##### Trecho do documento #####
Em setembro de 2019, foi publicada a Lei nº 13.874, conhecida como a da Liberdade Econômica, a qual trouxe uma série de alterações para a economia nacional e no direito municipal.

Quanto à missão desta legislação em reduzir a burocracia nas atividades econômicas, melhorando o ambiente de negócios brasileiro, não há o que criticar. O que se visa analisar neste artigo é a dispensa do alvará de licença e funcionamento para o desenvolvimento de atividades econômicas consideradas de baixo risco, bem como a constitucionalidade da limitação da atividade fiscalizatória municipal.

Com a inexistência de licenciamento prévio das atividades econômicas de baixo risco, o agente econômico teria total liberdade de atuação, ficando sujeito somente a uma fiscalização posterior. Isso significa que para empresas que se enquadrem como atividade de baixo risco inexiste um controle fiscalizatório no momento inicial do empreendimento quanto ao cumprimento das normas de proteção ao meio ambiente, regras urbanísticas, administrativas (segurança do imóvel) e tributárias.

Ocorre que o Supremo Tribunal Federal, no julgamento do RE nº 597.165, já havia definido que a regulação estatal no domínio econômico, seja no plano normativo, seja no âmbito administrativo, deverá seguir o sistema de competência constitucionalmente assegurada ao Poder Público destinada a fazer prevalecer os princípios previstos no artigo 170 da CF/88 [1].
#####
**Instrução 1**
Segundo o trecho do documento, em qual julgamento o Supremo Tribunal Federal definiu como deve ser a regulação estatal no domínio econômico?
**Instrução 2**
Escreva a continuação do texto sobre a Lei da Liberdade Econômica, começando logo após a última frase apresentada.
Não é preciso consultar os registros.
##### Registros de dados #####
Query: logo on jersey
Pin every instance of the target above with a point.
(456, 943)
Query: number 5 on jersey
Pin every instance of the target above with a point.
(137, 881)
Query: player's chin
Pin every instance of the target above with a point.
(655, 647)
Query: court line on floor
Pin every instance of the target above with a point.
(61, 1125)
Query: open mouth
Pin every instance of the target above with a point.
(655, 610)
#####
##### Registros de dados #####
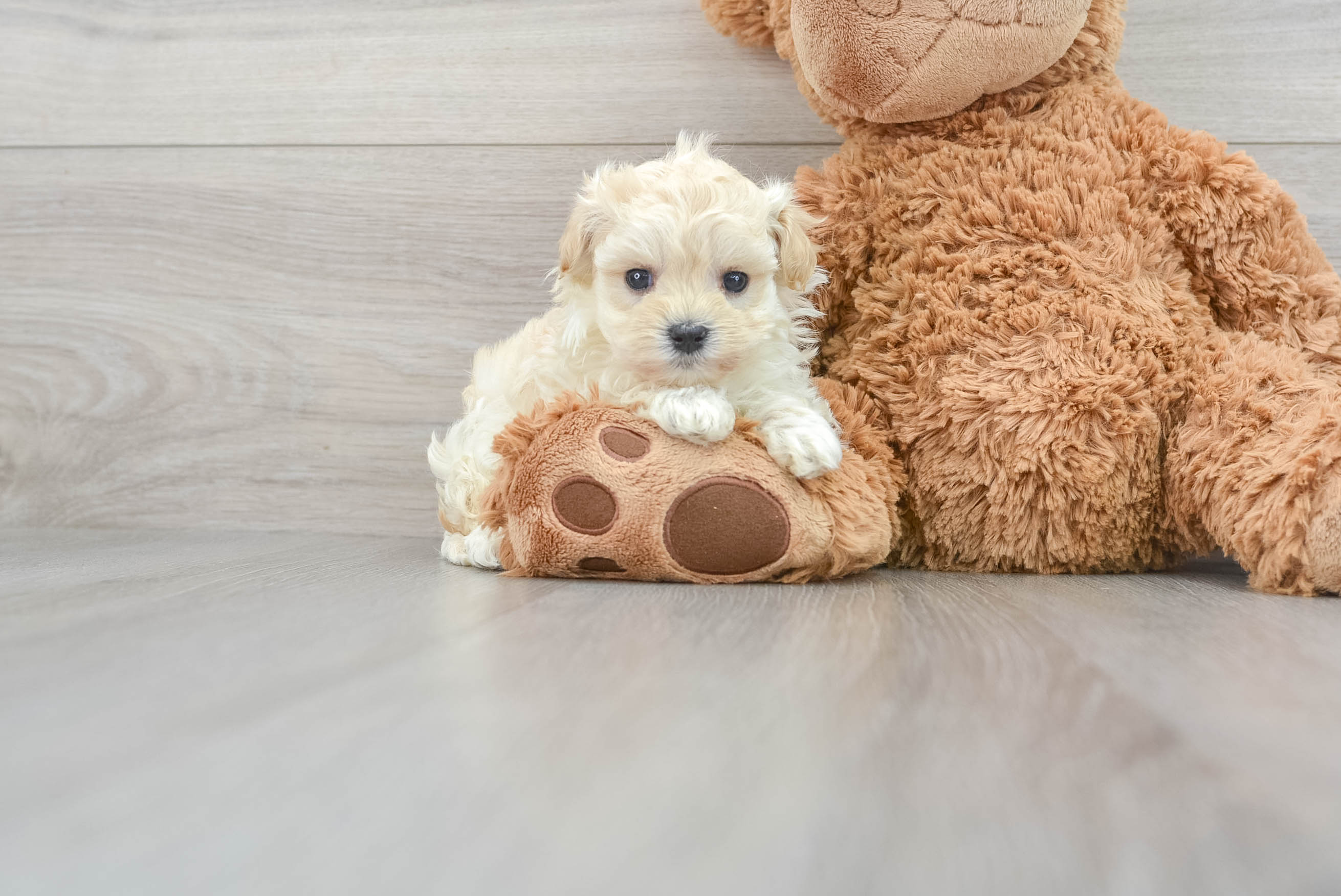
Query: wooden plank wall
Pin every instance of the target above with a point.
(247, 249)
#####
##### Registros de dados #####
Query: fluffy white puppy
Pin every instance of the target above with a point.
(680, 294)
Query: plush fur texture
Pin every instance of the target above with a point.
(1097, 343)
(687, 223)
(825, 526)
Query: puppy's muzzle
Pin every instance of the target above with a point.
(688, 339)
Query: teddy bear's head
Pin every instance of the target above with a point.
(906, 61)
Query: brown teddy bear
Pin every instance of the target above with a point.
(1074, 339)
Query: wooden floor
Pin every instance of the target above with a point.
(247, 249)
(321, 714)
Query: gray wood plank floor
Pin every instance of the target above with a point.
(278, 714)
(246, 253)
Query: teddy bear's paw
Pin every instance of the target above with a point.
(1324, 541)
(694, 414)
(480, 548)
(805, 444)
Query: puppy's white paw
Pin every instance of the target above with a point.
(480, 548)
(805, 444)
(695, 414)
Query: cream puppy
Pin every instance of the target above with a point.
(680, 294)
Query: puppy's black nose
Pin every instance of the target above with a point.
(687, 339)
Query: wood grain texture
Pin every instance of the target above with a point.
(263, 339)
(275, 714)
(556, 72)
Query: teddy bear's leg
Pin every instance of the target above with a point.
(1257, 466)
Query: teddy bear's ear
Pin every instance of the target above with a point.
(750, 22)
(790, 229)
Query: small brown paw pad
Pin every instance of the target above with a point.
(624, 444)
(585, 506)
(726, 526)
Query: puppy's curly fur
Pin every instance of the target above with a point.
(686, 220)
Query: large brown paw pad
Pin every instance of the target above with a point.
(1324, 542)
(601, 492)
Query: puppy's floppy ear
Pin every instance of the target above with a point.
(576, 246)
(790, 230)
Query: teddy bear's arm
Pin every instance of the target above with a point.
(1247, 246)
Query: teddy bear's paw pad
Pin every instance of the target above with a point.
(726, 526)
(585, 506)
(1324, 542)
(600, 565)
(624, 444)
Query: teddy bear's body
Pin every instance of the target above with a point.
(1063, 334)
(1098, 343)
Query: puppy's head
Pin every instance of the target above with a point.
#####
**Resposta 1**
No julgamento do RE nº 597.165.

**Resposta 2**
O texto constitucional deixa claro dois critérios importantes para delimitação no plano de competências: predominância e autonomia municipal. Neste sentido, a Constituição de 1988 atribuiu aos municípios o encargo de regular e fiscalizar a atividade econômica no seu território. Mediante a sua prerrogativa de autoadministração e autonomia constitucionalmente atribuída, os municípios, durante o longo período de sua história, criaram regras jurídicas para tratar de assuntos relacionados ao seu interesse, incluindo a fiscalização de empreendimentos econômicos.

Ao encontro destas prerrogativas, a Administração Pública Municipal, com respaldo ao artigo 30, I, da CF/88, criou como pressuposto do início da atividade econômica a exigência do chamado Alvará de Funcionamento e Localização. É através desde documento administrativo que o Município exerce seu poder de polícia em fiscalizar a segurança e regularidade do empreendimento econômico [2].

É através deste poder de polícia que o município consegue garantir a segurança dos cidadãos nos planos urbanísticos, sanitários, tributário etc., tendo como objetivo manter o equilíbrio na liberdade dos indivíduos e a ordem pública.

Ocorre que, a fim de facilitar o registro inicial das novas empresas, o artigo 3º da Lei de Liberdade Econômica previu a desnecessidade de autorização para o inicio das atividades consideradas como baixo risco: "São direitos de toda pessoa, natural ou jurídica, essenciais para o desenvolvimento e o crescimento econômicos do País, observado o disposto no parágrafo único do artigo 170 da Constituição Federal: I – desenvolver atividade econômica de baixo risco, para a qual se valha exclusivamente de propriedade privada própria ou de terceiros consensuais, sem a necessidade de quaisquer atos públicos de liberação da atividade econômica".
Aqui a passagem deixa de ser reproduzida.